ACTIVITY: For every line in the records below that holds "goggles", make a copy.

(EXERCISE INPUTS)

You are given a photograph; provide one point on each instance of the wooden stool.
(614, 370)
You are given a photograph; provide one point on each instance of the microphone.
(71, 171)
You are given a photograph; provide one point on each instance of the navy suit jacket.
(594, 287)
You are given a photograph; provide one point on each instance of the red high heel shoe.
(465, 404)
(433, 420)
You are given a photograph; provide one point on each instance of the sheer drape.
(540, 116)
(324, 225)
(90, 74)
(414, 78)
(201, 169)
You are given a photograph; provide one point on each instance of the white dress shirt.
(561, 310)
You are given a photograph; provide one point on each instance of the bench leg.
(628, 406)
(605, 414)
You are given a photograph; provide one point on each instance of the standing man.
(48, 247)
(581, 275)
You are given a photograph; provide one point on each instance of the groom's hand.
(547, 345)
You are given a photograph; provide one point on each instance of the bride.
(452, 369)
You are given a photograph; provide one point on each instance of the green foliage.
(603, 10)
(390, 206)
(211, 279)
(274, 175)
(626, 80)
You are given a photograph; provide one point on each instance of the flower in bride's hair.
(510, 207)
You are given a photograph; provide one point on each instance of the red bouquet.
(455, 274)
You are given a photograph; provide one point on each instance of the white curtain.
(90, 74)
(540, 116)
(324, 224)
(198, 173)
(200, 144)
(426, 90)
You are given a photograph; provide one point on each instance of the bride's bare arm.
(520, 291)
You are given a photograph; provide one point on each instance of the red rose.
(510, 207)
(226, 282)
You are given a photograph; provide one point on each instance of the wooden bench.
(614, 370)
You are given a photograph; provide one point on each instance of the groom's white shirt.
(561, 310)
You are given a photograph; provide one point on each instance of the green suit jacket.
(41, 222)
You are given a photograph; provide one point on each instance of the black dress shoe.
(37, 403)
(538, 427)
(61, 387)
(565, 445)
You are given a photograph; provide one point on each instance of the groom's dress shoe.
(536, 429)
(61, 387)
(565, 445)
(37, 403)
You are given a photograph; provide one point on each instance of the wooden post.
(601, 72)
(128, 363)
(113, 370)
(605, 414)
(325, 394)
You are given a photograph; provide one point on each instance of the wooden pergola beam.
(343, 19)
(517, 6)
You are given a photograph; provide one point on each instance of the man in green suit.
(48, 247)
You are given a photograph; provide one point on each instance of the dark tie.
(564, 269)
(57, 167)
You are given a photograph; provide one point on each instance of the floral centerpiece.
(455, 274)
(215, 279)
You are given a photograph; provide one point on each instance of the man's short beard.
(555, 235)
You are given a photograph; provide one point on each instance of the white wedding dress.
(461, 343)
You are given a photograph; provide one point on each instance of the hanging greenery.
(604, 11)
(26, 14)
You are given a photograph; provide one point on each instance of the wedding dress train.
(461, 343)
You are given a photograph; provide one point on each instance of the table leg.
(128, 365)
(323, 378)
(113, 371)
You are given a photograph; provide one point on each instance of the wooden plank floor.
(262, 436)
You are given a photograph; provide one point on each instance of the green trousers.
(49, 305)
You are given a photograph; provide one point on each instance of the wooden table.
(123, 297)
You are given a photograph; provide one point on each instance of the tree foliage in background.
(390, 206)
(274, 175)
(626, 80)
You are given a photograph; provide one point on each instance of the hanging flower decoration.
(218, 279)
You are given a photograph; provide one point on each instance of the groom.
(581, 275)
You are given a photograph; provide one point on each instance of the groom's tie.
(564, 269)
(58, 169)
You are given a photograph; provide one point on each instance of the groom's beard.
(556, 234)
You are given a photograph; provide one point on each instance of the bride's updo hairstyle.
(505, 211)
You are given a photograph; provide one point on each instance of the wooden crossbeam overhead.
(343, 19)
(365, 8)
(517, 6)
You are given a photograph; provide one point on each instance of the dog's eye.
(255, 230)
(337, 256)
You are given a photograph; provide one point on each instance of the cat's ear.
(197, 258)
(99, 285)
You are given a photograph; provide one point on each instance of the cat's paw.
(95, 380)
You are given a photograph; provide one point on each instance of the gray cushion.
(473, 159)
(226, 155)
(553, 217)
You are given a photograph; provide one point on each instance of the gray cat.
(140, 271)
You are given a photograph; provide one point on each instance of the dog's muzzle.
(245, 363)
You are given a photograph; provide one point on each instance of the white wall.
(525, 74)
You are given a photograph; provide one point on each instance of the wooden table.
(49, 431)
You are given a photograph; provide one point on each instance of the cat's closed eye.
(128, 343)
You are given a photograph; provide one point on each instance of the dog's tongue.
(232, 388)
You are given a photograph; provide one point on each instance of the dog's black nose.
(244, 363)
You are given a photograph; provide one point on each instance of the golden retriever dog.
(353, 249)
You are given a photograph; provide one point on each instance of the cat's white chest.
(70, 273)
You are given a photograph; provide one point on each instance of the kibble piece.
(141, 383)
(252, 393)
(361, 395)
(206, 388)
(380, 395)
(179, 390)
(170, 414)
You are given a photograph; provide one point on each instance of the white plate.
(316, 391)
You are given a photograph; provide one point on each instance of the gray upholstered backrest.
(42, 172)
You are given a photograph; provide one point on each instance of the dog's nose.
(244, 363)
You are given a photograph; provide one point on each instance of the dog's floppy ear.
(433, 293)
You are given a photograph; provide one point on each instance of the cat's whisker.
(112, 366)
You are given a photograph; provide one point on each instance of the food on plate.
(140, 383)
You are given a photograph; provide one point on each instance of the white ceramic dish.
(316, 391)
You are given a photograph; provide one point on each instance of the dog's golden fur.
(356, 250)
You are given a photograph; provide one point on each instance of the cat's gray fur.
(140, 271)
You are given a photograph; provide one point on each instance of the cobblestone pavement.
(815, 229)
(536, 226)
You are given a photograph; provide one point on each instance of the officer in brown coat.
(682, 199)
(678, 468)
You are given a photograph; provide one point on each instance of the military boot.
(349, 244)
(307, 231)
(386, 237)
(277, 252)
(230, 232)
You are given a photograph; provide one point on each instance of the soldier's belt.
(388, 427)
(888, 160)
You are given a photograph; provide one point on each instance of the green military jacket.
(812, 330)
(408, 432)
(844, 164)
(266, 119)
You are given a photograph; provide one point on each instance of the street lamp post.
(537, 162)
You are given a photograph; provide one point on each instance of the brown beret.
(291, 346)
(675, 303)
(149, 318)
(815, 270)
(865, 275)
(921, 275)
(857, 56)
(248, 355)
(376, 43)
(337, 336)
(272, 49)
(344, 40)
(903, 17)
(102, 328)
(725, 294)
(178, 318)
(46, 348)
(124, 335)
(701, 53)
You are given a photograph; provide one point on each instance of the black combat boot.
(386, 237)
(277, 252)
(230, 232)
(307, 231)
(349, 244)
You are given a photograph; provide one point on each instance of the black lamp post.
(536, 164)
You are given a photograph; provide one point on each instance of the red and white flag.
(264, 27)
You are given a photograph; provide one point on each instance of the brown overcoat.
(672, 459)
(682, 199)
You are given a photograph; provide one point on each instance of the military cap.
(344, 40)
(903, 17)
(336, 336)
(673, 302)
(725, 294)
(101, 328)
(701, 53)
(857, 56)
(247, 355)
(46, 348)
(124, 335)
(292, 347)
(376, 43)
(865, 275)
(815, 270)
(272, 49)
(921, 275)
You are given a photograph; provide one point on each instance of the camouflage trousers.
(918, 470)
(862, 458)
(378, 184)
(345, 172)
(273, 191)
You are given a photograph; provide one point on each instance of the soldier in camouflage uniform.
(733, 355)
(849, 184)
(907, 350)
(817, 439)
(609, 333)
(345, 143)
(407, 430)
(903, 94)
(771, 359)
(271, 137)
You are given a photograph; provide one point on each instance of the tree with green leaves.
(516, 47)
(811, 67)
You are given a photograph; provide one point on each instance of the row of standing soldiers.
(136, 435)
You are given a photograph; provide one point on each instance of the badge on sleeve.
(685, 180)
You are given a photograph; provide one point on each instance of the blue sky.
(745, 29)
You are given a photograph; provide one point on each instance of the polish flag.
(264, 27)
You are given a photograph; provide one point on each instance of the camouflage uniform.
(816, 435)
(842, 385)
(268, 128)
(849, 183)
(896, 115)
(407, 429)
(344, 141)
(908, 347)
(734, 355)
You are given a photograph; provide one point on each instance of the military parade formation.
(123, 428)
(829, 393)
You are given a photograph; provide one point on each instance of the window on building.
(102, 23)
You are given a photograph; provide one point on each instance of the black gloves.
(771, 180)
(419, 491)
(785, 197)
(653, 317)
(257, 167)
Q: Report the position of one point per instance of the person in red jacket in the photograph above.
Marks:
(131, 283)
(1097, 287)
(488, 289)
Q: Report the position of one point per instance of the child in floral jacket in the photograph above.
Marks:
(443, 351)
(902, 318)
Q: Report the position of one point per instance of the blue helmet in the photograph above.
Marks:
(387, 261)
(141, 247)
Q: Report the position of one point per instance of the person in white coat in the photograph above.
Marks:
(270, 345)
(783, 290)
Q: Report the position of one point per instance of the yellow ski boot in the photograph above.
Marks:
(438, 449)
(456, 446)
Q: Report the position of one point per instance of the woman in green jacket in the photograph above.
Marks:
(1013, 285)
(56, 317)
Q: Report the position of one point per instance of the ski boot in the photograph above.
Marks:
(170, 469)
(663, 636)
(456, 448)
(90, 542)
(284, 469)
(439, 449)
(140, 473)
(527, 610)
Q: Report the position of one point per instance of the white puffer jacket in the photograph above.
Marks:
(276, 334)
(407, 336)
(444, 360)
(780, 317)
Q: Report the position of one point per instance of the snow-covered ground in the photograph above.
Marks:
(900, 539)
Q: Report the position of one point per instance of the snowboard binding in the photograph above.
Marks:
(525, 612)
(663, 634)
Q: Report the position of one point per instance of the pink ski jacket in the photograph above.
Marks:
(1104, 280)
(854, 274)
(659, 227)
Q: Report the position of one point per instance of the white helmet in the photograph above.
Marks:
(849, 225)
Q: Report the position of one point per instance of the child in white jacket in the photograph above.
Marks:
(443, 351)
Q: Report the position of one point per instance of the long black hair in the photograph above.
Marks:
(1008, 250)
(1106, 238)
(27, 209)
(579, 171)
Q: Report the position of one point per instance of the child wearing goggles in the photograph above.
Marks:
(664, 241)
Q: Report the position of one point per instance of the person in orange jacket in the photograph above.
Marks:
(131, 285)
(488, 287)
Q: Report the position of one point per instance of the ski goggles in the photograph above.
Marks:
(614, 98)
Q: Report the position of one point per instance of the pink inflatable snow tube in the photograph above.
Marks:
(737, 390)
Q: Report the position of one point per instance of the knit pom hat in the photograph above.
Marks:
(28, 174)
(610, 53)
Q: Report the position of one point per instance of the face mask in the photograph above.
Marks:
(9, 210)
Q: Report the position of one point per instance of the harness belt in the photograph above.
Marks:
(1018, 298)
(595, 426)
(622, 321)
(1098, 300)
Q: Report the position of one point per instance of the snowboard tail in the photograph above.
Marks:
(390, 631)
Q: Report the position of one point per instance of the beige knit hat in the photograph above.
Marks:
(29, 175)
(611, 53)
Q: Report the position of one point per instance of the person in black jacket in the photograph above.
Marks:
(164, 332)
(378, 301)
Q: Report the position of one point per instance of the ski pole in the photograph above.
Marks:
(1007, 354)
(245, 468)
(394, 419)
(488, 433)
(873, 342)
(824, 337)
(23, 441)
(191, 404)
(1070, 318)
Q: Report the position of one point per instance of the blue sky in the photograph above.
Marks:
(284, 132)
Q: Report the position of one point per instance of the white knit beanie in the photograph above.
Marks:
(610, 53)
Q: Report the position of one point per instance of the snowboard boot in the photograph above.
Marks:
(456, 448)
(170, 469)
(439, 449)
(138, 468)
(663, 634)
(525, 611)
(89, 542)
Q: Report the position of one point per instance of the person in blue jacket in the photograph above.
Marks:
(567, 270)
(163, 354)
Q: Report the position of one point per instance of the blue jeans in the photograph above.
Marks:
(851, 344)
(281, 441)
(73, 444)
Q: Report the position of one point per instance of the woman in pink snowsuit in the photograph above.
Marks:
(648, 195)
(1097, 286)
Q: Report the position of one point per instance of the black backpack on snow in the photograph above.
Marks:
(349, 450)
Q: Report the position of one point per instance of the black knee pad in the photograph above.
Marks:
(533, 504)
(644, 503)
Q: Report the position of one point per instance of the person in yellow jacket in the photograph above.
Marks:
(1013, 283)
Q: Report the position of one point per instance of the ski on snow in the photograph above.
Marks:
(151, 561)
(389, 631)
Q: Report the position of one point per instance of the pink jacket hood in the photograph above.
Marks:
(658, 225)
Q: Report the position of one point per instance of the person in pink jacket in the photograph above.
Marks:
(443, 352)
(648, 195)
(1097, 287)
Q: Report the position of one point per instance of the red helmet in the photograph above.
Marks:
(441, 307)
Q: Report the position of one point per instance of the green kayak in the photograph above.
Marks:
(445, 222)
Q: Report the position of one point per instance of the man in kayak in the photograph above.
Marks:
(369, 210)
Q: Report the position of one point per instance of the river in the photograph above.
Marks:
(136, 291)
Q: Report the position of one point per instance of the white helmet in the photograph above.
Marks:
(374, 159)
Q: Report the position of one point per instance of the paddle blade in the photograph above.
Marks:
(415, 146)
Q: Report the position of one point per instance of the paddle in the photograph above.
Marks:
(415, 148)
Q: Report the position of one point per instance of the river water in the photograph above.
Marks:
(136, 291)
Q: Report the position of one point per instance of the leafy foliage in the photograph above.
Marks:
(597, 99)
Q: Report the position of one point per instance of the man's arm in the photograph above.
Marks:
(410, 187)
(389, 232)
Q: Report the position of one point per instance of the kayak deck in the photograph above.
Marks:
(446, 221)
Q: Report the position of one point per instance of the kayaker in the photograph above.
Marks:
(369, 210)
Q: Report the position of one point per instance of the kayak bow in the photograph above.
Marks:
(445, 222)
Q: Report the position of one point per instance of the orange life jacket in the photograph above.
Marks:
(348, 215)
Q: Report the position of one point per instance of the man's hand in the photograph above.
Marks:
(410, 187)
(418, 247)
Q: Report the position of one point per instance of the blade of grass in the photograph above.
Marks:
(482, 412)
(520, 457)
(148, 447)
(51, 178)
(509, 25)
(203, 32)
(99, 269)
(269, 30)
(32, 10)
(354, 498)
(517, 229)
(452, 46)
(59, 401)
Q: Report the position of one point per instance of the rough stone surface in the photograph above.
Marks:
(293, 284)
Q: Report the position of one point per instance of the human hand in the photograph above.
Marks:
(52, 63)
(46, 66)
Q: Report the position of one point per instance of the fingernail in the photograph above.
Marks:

(End EXERCISE INPUTS)

RESPONSE:
Q: Report the position of one point per instance of the child wearing goggles in the photograph above.
Q: Report the position of one point per instance of the ski goggles in the photograph above.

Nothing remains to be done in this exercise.